* [TASK TO CARRY OUT] Which lines should be repeated? Exactly the one containing "Target: group of people by the lake" and every line after it through the end of the entries below.

* [RECORDS SHOWN]
▼▼▼

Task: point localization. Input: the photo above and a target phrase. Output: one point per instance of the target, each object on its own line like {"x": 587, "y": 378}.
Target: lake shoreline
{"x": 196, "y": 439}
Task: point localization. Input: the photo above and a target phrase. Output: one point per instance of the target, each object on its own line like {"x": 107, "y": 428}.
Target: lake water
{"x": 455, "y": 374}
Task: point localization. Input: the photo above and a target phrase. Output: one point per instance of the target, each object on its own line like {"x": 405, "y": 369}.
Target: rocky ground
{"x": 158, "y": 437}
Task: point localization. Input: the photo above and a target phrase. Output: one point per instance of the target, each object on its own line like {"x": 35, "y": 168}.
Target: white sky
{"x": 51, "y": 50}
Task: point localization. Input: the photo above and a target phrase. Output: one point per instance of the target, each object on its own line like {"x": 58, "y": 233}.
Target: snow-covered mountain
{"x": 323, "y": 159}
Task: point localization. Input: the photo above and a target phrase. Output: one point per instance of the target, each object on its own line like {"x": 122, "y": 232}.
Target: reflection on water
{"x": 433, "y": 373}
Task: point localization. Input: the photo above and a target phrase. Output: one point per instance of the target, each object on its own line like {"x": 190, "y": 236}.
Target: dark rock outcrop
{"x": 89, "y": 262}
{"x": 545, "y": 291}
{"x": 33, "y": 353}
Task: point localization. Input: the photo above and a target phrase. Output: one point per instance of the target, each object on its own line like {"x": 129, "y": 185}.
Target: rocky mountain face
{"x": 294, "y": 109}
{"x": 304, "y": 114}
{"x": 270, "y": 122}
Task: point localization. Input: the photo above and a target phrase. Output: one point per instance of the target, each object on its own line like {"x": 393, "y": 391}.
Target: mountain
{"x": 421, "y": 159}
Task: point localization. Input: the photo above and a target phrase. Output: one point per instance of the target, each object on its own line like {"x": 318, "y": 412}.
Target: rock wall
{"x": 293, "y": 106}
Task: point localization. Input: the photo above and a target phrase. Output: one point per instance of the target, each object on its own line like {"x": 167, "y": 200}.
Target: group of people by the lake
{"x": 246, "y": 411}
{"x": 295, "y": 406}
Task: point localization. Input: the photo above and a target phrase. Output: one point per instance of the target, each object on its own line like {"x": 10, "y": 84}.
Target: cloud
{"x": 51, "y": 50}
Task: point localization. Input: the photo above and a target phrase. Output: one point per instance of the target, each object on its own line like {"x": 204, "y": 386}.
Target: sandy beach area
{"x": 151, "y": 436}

▲▲▲

* [SOLUTION BELOW]
Target: group of people by the lake
{"x": 246, "y": 411}
{"x": 295, "y": 406}
Task: point localization. Input: the photo above and a target phrase. Output: one point per instance of the target, each object on its own line like {"x": 10, "y": 84}.
Target: cloud
{"x": 51, "y": 50}
Task: point localization. Input: the photo above and a target phrase. Output: one point per instance of the target, each object on its own line like {"x": 204, "y": 386}.
Target: sandy beach area
{"x": 151, "y": 436}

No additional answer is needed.